**List of tasks**
1. In the RV ownership text, how many miles has the Super-C been driven over the past four years?
2. According to the RV ownership text, why is a well-built, in-demand, low-mileage coach worth buying? Answer in one to three sentences.
3. Please go on with the RV ownership text from the point where it stops.

Find a coach that's well-built, in-demand, and has low mileage at the best price you can get. Use it as long as you want, and then sell it when you're done with it. It'll still be in demand, and you'll be able to sell it and recover much of what you had in it. If you buy a piece of junk, you'll likely lose whatever you have put into it because you'll have a really hard time selling it (if you even can sell it.) New, cheap coaches are the worst for depreciation. They cost big bucks and there's no demand for them used. Depreciation, btw, is the biggest cost of ownership of an RV... not fuel or maintenance.

A little background... I've camped for some sixty years in just about every way that one CAN camp or travel. I've had some twenty travel trailers, from Scamp 13s to Airstream 34' tri-axles. I've also had an Airstream 325 moho, two Born Free mohos, and two B-vans. My current lineup is an '06 32' Born Free Super C and a '95 Coachmen 19' B-van. I tow a Jeep behind the Super C. I just use the B-van as my sole vehicle, although I do carry and ride a bicycle.

In the past four years, I've put 30,000 miles on the B-van, and 15,000 miles on the Super-C, so they don't just sit around.

The difference between hauling a trailer and hauling a towed 4-down is significant in terms of hook-up time and effort. I don't stay in campgrounds much, nor do I stay in one location more than two or three days usually. I use my motorhomes for comfortable travel, and comfortable accomodations as opposed to "camping." If you're "camping" and staying in one place for a few days or more, travel trailers are perfect. You set up, stay as long as you like, use your tow vehicle to get around. If, however, you plan to travel, sight-see, and stay where-ever you can find a spot, (truck stops, WalMarts, Cracker Barrels, rest stops, that sort of thing...) a trailer isn't as good a choice. There have been many nights when I've run the generator at a rest stop and had my AC unit(s) running for a good night's sleep. I also have a microwave and any other A/C powered devices I may want. I stay hooked up and head out when I'm ready. Travel trailers are not NEARLY as convenient in that regard. One last tip, 25' of living space is just about ideal. I lived for a year in an Airstream Safari 23' trailer in the late '80s. My last fiberglass trailer was a Bigfoot 25 which had the perfect combination of length for towing and long-term livability. My Born Free 32' Super-C has about 25' of living space in it.

My B-van is $65/yr registration, and my Super-C is $80/year.

**Data extract**
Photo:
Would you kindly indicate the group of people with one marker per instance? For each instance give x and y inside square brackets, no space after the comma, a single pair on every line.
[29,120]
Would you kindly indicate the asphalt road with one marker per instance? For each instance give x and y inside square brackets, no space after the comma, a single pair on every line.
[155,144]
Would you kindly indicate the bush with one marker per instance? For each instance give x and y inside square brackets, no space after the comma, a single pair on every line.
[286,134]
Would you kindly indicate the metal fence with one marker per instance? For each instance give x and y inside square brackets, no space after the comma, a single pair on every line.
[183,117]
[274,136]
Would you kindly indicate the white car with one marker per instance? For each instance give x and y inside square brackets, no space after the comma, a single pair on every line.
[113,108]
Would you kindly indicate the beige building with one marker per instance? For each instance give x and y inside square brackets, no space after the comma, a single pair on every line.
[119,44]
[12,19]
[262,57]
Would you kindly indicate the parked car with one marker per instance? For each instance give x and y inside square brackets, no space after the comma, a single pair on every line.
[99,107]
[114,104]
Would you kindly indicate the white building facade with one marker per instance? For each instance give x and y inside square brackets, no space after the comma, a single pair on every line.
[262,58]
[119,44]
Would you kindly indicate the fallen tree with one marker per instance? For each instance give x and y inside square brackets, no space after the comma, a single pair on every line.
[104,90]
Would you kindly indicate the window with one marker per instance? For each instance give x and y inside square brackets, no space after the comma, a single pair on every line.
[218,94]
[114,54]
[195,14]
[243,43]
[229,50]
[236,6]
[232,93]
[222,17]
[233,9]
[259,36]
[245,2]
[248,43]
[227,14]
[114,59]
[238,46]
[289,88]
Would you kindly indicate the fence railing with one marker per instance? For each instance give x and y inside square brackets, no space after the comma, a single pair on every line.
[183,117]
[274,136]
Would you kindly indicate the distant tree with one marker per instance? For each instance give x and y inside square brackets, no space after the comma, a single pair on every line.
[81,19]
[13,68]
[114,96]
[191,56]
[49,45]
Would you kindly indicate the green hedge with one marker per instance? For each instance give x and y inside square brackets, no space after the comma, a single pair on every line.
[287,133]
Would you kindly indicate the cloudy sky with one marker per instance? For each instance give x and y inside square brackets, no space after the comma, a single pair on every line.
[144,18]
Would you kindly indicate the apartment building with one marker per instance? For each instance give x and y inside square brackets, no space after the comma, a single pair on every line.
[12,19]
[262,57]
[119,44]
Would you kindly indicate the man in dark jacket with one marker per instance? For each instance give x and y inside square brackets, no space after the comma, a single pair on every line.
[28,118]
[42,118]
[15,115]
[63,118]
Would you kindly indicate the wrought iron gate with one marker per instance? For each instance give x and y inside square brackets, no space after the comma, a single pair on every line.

---

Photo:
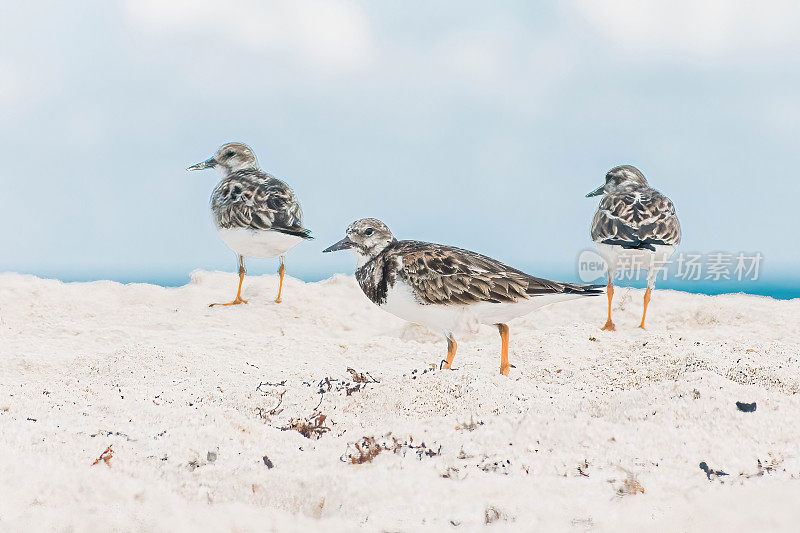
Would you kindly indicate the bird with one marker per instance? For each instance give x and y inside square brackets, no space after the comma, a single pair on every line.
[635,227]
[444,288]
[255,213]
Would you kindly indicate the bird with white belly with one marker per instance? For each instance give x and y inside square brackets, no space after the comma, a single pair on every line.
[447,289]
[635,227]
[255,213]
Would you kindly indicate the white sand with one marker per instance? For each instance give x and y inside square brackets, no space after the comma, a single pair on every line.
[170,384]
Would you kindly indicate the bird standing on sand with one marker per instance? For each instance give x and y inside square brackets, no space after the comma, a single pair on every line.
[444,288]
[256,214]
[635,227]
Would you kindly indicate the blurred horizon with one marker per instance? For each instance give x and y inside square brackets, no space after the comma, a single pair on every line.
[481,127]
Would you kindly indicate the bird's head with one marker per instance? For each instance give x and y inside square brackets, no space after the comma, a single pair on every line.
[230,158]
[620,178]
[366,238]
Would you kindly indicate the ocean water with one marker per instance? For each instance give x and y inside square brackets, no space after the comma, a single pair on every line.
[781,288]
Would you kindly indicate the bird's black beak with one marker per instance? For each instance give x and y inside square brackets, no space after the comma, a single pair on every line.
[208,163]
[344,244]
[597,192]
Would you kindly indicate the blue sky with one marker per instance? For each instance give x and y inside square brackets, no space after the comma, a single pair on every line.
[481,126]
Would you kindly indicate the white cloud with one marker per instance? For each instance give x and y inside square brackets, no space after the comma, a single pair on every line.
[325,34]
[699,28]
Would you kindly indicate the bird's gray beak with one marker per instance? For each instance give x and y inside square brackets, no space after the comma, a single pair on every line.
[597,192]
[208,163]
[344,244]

**Results for each task**
1. 15,000 miles.

2. Such a coach will still be in demand when you're done with it, so you can sell it and recover much of what you put into it. A piece of junk is hard to sell, if it can be sold at all, so you'll likely lose whatever you spent on it.

3.
Now about expense... do your math. Let's say you travel 5,000 miles a year towing (or driving a motorhome... most people do MUCH less...) you'll average about 12mpg. It really doesn't make much difference what you tow or drive. You might get 18 mpg, you might get 8, but calculate the difference between a motorhome/towed at 8mpg (my Born Free Super C averages about 9.5, BTW with an 8L Chevy V8 and Allison trans... towing the Jeep) and towing a small trailer at a thrifty 18mpg over 5,000 miles at $2.50/gal. You'll find that the difference between the two will be less than $300 for the ENTIRE season; certainly not enough to base a buying decision on.

Last, let me suggest that you look at Class B coaches. I stick with them because Born Free in particular has a roll cage in the coach and the truck front has the NHTSA required safety equipment. Class A coaches typically have none of those nor are they required to. Additionally, the van front ends are easier to service and most service can be done by any dealer if they're willing to work on cutaway chassis. That usually has to do with whether they can get them into their shop. As for depreciation, I can sell my B-van for almost twice what I have in it after four years use, and I can sell the Born Free today for just about the same as what I bought it for four years ago.

Fiberglass trailers are cool. They're fun. I enjoyed mine a lot, but I've hit a good formula for the way I travel. Your mileage may vary, but at least you've heard a factual counter-point from someone who's "been there and done that." Happy hunting!

On edit: Here's a collection of photos of most of the trailers and mohos I've had over the years. Of course I didn't own Doc Holman's 1935 Torpedo Airstream, nor did I own the brand new Bowlus Road Chief, but other than those all of them in the collections I owned for some period of time. I had fun with the little fiberglass trailers and made a hobby of taking photos of them in front of landmarks and attractions.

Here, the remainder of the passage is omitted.